Exercise -
Rewrite the data from the line containing "Annotate every instance of the cream" through the end, keeping the request lines as they are, and increase every coordinate value in the answers by 111.

┄┄┄┄┄┄┄┄┄┄

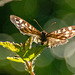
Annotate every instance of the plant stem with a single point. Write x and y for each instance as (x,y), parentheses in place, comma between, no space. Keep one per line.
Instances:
(29,67)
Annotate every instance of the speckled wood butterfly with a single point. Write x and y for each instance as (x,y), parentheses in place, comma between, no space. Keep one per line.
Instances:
(52,39)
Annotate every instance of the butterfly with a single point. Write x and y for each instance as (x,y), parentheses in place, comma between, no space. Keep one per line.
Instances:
(52,39)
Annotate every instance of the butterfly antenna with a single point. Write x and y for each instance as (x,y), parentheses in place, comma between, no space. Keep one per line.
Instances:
(51,25)
(38,24)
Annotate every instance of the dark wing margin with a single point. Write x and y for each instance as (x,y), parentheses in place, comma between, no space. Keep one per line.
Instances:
(24,27)
(60,36)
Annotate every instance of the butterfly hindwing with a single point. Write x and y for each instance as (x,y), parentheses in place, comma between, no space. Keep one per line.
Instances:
(59,37)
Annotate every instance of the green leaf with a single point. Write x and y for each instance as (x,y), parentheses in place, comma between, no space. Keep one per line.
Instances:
(11,46)
(32,53)
(25,51)
(15,59)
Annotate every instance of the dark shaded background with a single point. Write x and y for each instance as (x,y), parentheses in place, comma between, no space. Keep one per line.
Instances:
(56,61)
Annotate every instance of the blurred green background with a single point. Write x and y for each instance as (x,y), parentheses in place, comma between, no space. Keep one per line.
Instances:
(55,61)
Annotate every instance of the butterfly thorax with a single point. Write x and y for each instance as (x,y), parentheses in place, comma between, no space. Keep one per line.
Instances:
(43,37)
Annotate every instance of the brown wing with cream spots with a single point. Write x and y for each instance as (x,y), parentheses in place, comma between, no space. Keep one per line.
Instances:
(59,37)
(23,26)
(63,33)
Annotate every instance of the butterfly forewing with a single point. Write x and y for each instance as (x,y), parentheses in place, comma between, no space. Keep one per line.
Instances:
(53,39)
(59,37)
(23,26)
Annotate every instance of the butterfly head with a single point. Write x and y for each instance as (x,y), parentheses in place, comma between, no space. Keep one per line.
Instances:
(44,33)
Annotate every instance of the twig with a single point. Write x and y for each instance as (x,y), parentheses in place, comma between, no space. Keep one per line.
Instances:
(29,67)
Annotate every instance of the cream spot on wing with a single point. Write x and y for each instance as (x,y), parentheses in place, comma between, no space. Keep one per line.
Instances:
(70,28)
(26,24)
(30,26)
(64,30)
(23,25)
(57,40)
(20,20)
(59,31)
(73,30)
(17,25)
(17,22)
(67,32)
(33,28)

┄┄┄┄┄┄┄┄┄┄

Result -
Annotate every instance of the cream spot on wing with a single point. Write x and y for each instance as (x,y), parentheses in place, comma between, no space. Keep one per line.
Instances:
(181,139)
(137,135)
(141,137)
(175,141)
(134,136)
(168,151)
(131,131)
(170,142)
(184,141)
(128,136)
(128,133)
(178,143)
(144,139)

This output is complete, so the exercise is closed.